Brief
Replace "rings" with "loops" in the rows from the line with "Kindly provide the mask of every instance of the shrub." through the end of the rows, leaving everything else unchanged. Give back only those lines, without the pictures.

Given data
----

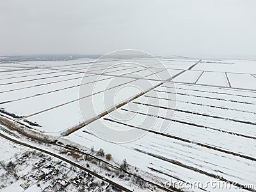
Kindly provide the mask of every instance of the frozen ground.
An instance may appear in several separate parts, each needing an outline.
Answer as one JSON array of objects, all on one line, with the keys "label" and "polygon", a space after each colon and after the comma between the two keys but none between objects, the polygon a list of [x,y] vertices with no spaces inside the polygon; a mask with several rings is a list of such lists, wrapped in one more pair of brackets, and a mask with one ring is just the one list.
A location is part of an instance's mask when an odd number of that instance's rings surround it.
[{"label": "frozen ground", "polygon": [[[104,148],[115,158],[167,180],[205,184],[221,175],[222,183],[256,188],[255,61],[170,58],[161,60],[163,65],[152,59],[118,60],[118,65],[108,60],[92,65],[92,61],[1,63],[1,114],[40,132],[61,136],[124,102],[91,123],[90,130],[84,127],[64,138],[88,148]],[[106,106],[105,95],[127,84],[142,88],[123,90],[112,105]],[[88,104],[83,118],[81,101]],[[123,144],[108,142],[91,132],[108,135],[102,124],[144,136]],[[164,131],[163,125],[169,125]],[[9,148],[10,153],[15,150],[6,141],[0,147],[1,154]],[[232,190],[248,189],[236,188],[231,185]],[[211,186],[206,190],[225,191]]]}]

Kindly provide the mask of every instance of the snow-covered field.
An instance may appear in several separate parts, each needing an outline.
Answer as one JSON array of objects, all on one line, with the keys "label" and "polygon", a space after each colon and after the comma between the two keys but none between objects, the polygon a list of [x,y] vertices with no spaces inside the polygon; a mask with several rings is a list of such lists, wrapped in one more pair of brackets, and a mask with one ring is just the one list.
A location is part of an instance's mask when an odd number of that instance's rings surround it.
[{"label": "snow-covered field", "polygon": [[[90,130],[84,127],[64,138],[103,148],[166,180],[205,184],[221,175],[221,183],[256,188],[256,61],[161,60],[163,65],[153,59],[2,63],[0,113],[60,136],[125,102],[92,122]],[[22,67],[26,69],[20,70]],[[115,102],[106,102],[105,95],[114,95],[108,99]],[[97,136],[109,134],[102,125],[137,130],[143,136],[108,142]],[[231,184],[232,190],[246,190],[236,188]],[[210,186],[205,189],[225,191]]]}]

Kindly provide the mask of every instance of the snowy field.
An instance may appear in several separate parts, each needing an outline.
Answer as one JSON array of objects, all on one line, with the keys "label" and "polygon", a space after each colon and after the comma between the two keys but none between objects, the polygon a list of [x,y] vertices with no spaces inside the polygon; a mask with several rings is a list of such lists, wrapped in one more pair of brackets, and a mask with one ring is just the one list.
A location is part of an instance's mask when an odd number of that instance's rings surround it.
[{"label": "snowy field", "polygon": [[[1,63],[0,114],[36,131],[61,136],[124,102],[92,122],[90,130],[84,127],[65,138],[88,148],[104,148],[116,159],[184,185],[205,184],[221,175],[221,183],[256,188],[256,61],[170,58],[161,60],[163,65],[141,58],[93,61]],[[127,84],[141,89],[127,88],[106,106],[104,95]],[[92,100],[94,108],[89,104]],[[83,118],[81,102],[88,104]],[[155,122],[141,120],[147,119]],[[108,134],[99,128],[102,122],[116,130],[138,130],[143,136],[125,143],[108,142],[90,131]],[[163,124],[168,125],[164,131]],[[3,145],[1,154],[7,150]]]}]

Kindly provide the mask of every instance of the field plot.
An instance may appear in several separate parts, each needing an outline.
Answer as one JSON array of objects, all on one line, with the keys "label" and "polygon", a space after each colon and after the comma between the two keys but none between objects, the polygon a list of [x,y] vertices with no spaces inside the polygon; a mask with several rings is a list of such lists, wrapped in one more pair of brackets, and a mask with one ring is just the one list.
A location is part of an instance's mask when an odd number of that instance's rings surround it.
[{"label": "field plot", "polygon": [[175,82],[196,83],[204,72],[196,70],[187,70],[184,74],[175,79]]},{"label": "field plot", "polygon": [[251,74],[228,73],[232,87],[256,90],[256,77]]},{"label": "field plot", "polygon": [[[104,148],[157,178],[188,184],[185,191],[223,191],[191,189],[221,175],[232,191],[255,191],[237,187],[256,186],[255,61],[160,60],[4,64],[28,68],[0,66],[0,115],[43,135]],[[106,127],[141,136],[108,142],[100,139]]]},{"label": "field plot", "polygon": [[[123,156],[119,151],[125,154],[131,154],[126,156],[128,161],[140,168],[155,173],[156,172],[160,173],[163,177],[169,175],[172,179],[193,182],[196,179],[207,180],[209,177],[214,179],[221,174],[224,179],[230,181],[236,180],[241,184],[255,184],[251,175],[256,174],[256,132],[254,130],[256,92],[249,93],[252,97],[248,99],[246,104],[241,103],[232,109],[234,104],[228,104],[232,102],[231,100],[246,100],[243,91],[233,91],[236,93],[233,95],[232,92],[227,95],[226,90],[222,91],[218,88],[201,86],[199,88],[196,85],[177,85],[177,88],[190,89],[191,93],[195,96],[188,94],[183,97],[178,94],[175,109],[166,105],[164,99],[168,98],[164,97],[164,94],[159,94],[159,98],[156,98],[155,101],[151,99],[150,103],[145,102],[145,98],[140,97],[129,107],[122,108],[122,110],[128,113],[121,115],[114,111],[113,113],[116,114],[106,116],[103,120],[104,124],[115,129],[139,129],[145,132],[149,130],[144,137],[136,141],[109,146],[108,148],[120,148],[117,152],[111,152],[120,157]],[[196,89],[201,91],[196,92]],[[161,90],[159,88],[154,91]],[[148,92],[145,97],[151,95],[152,92]],[[196,96],[204,97],[204,101],[200,99],[196,102],[193,98]],[[225,108],[220,106],[225,106]],[[156,111],[154,108],[160,108],[156,124],[148,127],[152,124],[148,121],[141,124],[141,119],[145,119],[146,116],[156,117],[156,114],[152,113]],[[164,115],[164,110],[175,110],[173,118],[162,115]],[[241,112],[243,111],[244,113]],[[126,116],[129,116],[130,113],[134,114],[135,117],[128,121],[121,120],[127,119]],[[172,121],[170,127],[164,132],[159,131],[163,121]],[[93,127],[95,127],[100,125],[99,122],[93,124]],[[89,143],[92,146],[100,147],[102,144],[99,141],[98,145],[98,140],[87,131],[75,132],[71,138],[83,145]],[[133,153],[140,154],[132,155]],[[141,157],[141,154],[147,156],[142,159],[143,163],[136,157]],[[243,167],[243,171],[237,167]]]}]

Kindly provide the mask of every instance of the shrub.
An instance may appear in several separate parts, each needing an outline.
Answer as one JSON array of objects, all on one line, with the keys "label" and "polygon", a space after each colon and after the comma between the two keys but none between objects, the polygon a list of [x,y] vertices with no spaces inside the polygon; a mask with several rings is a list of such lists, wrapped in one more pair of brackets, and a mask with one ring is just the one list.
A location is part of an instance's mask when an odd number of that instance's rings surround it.
[{"label": "shrub", "polygon": [[110,161],[112,159],[112,155],[110,154],[106,154],[106,159],[107,159],[108,161]]}]

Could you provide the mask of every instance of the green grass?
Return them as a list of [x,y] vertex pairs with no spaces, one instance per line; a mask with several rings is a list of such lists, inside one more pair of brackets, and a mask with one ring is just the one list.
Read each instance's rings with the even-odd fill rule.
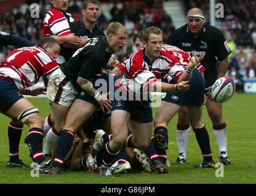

----

The reply
Kindly provide the mask of every instance of the shrub.
An instance may appear in several separate parts, each needing an outline.
Answer as one JSON array of objects, all on one line, with the keys "label" and "polygon", a space after each colon and after the comma between the two keys but none between objects, the polygon a list of [x,y] vertices with no spaces inside the polygon; a mask with several loops is a list of such lists, wrapped in one more pair of brackets, and a mask with one ring is just the one list.
A location is part of an instance's mask when an odd number of that instance's loops surround it.
[{"label": "shrub", "polygon": [[110,161],[112,159],[112,155],[110,154],[106,154],[106,159],[107,159],[108,161]]}]

Could you provide the mask of every instance of the green grass?
Return them as a list of [x,y] vertex pairs with no spaces, one instance per line; a mask with several loops is a list of such lists, inside one more pair of brackets, and a mask with one ring is just the one list.
Read each instance's loops with the even-odd fill rule.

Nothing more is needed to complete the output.